===== Material =====
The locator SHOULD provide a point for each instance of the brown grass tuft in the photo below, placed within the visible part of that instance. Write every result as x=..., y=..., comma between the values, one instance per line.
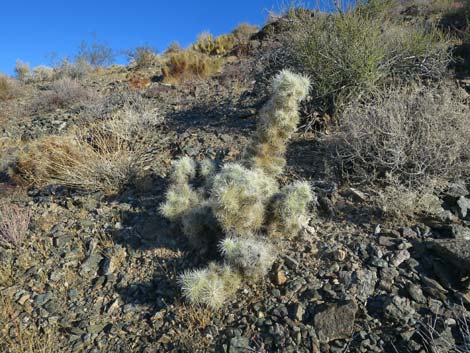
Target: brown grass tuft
x=186, y=65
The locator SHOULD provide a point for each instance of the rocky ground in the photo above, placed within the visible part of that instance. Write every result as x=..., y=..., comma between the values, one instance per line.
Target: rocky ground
x=99, y=274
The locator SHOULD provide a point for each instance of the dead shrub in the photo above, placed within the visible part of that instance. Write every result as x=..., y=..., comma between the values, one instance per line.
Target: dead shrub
x=143, y=57
x=188, y=65
x=9, y=88
x=413, y=133
x=14, y=222
x=62, y=93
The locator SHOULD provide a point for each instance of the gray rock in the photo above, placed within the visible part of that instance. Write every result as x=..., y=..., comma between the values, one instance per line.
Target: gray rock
x=239, y=344
x=399, y=257
x=399, y=309
x=454, y=251
x=336, y=321
x=365, y=281
x=416, y=293
x=90, y=265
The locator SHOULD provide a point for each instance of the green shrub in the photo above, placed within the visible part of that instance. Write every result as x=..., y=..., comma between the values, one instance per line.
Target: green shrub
x=188, y=64
x=143, y=57
x=348, y=54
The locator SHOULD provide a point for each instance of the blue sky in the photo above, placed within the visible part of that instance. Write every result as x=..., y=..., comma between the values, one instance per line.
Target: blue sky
x=32, y=29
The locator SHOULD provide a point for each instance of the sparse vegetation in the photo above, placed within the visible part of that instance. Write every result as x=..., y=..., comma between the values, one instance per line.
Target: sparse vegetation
x=23, y=71
x=143, y=57
x=350, y=54
x=14, y=222
x=412, y=133
x=209, y=45
x=8, y=88
x=95, y=53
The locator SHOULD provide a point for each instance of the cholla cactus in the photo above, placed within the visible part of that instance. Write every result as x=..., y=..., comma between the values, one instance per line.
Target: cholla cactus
x=210, y=286
x=278, y=121
x=288, y=210
x=252, y=256
x=181, y=197
x=239, y=196
x=228, y=206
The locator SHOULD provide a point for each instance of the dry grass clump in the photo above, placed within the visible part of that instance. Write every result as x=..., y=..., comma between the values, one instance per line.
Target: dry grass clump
x=43, y=73
x=348, y=54
x=22, y=71
x=143, y=57
x=209, y=45
x=62, y=93
x=9, y=88
x=189, y=64
x=227, y=207
x=412, y=133
x=14, y=223
x=103, y=158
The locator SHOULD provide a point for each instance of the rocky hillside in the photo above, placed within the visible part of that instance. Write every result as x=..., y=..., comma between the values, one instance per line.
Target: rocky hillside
x=378, y=259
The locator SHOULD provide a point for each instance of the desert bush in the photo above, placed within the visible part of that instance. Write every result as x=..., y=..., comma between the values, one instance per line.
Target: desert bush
x=189, y=64
x=350, y=53
x=61, y=94
x=105, y=155
x=75, y=70
x=223, y=208
x=174, y=47
x=143, y=57
x=8, y=88
x=243, y=32
x=398, y=200
x=209, y=45
x=95, y=53
x=412, y=133
x=43, y=73
x=22, y=71
x=14, y=223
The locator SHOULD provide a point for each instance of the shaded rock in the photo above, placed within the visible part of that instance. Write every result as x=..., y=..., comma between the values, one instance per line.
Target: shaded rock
x=399, y=257
x=463, y=205
x=454, y=251
x=399, y=309
x=90, y=265
x=336, y=321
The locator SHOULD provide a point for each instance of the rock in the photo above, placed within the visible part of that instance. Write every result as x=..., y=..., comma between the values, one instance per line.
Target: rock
x=364, y=283
x=399, y=309
x=416, y=293
x=280, y=278
x=463, y=205
x=399, y=257
x=296, y=311
x=387, y=277
x=90, y=266
x=239, y=344
x=113, y=257
x=335, y=321
x=454, y=251
x=290, y=262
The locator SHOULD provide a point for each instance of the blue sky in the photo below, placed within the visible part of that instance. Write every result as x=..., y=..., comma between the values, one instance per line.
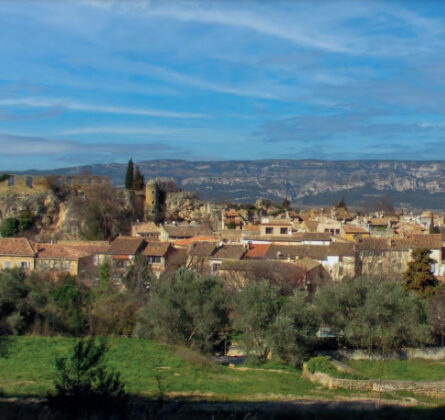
=====
# Objective
Substitute "annotator" for "locator" everywhere in the stretch of data from the line containing "of the dead" through the line containing "x=103, y=158", and give those lines again with nothing else changed.

# Exercise output
The annotator SHOULD provide a point for each instance of the dead shrub in the photo above, placed within the visible part of that instance. Write every result as x=..., y=..., comma between the values, one instance per line.
Target: dead shrub
x=143, y=57
x=188, y=65
x=9, y=88
x=413, y=133
x=14, y=222
x=62, y=93
The annotator SHOULD provide a point for each instance of the gray rock in the photo above, placed within the visible part of that instance. Write every result as x=..., y=..., comma between the values, one instance per line.
Target: gray rock
x=239, y=344
x=399, y=257
x=399, y=309
x=454, y=251
x=336, y=321
x=365, y=281
x=416, y=293
x=90, y=265
The annotator SHOULD provide a point for each instance of the green shrub in the photo above, placed within the visible part of that instance. Write every result as x=..., y=..., comma between the values, one instance per line.
Target: green shrub
x=188, y=64
x=143, y=57
x=348, y=54
The annotator SHOULD provide a point for each instance of the blue sky in the photo above, placed within the visible part of that instance. Write every result as x=..., y=..., comma between the values, one instance per line.
Target: blue sky
x=32, y=29
The annotator SHOULD provide a point for each instance of the sparse vegetation in the photo above, placed within the visible part of that instance. Write every result as x=..., y=..., comma between the values, one instance per line.
Target: sparse vegetation
x=23, y=71
x=143, y=57
x=350, y=54
x=14, y=222
x=412, y=133
x=209, y=45
x=8, y=88
x=95, y=53
The annotator SHOULD provide a point for each instance of the cholla cactus in the photo above, placed within the visible part of that instance. Write every result as x=..., y=..., comma between the values, one instance per line.
Target: cholla cactus
x=210, y=286
x=278, y=121
x=288, y=210
x=252, y=256
x=181, y=197
x=239, y=196
x=228, y=206
The annotator SHOULD provide a point for each instance of the dry grass clump in the photo above, placed within the visible part of that instance. Write every result as x=..., y=..., comma between the values, one instance per line.
Target: dry grass clump
x=43, y=73
x=348, y=54
x=22, y=71
x=143, y=57
x=209, y=45
x=62, y=93
x=9, y=88
x=189, y=64
x=227, y=207
x=412, y=133
x=14, y=223
x=103, y=158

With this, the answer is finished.